BEGIN Data for this task
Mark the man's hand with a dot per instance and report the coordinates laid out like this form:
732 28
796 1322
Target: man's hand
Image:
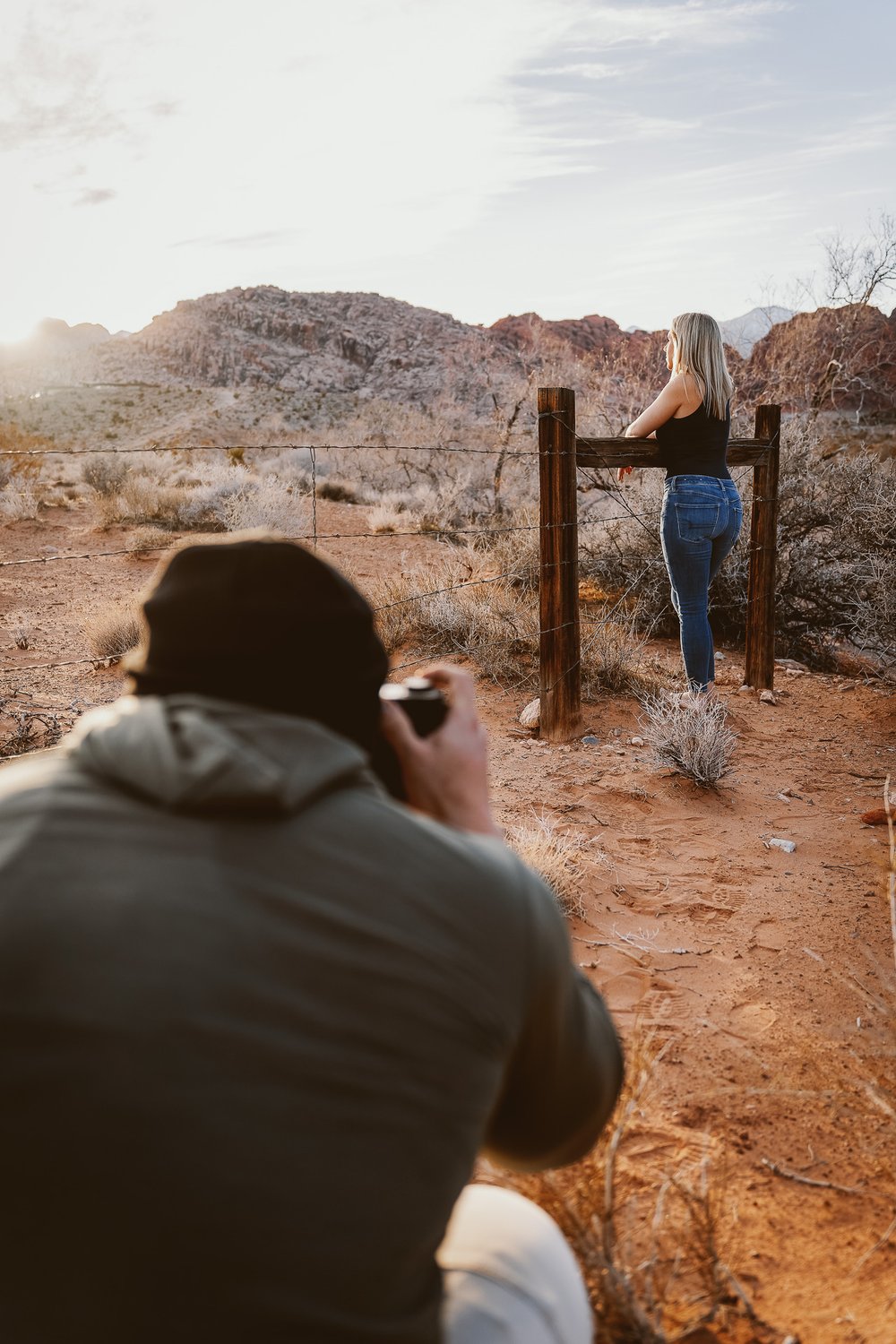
446 773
END Data for this task
Directive: Output the lines of the listing above as a numbered list, skipping any blank lines. Leave the picture out.

Response to this task:
1. Mark the man's hand with a dot per instance and report the coordinates laid out like this form:
2. 732 28
3. 796 1322
4. Target: man's hand
5. Image:
6. 446 773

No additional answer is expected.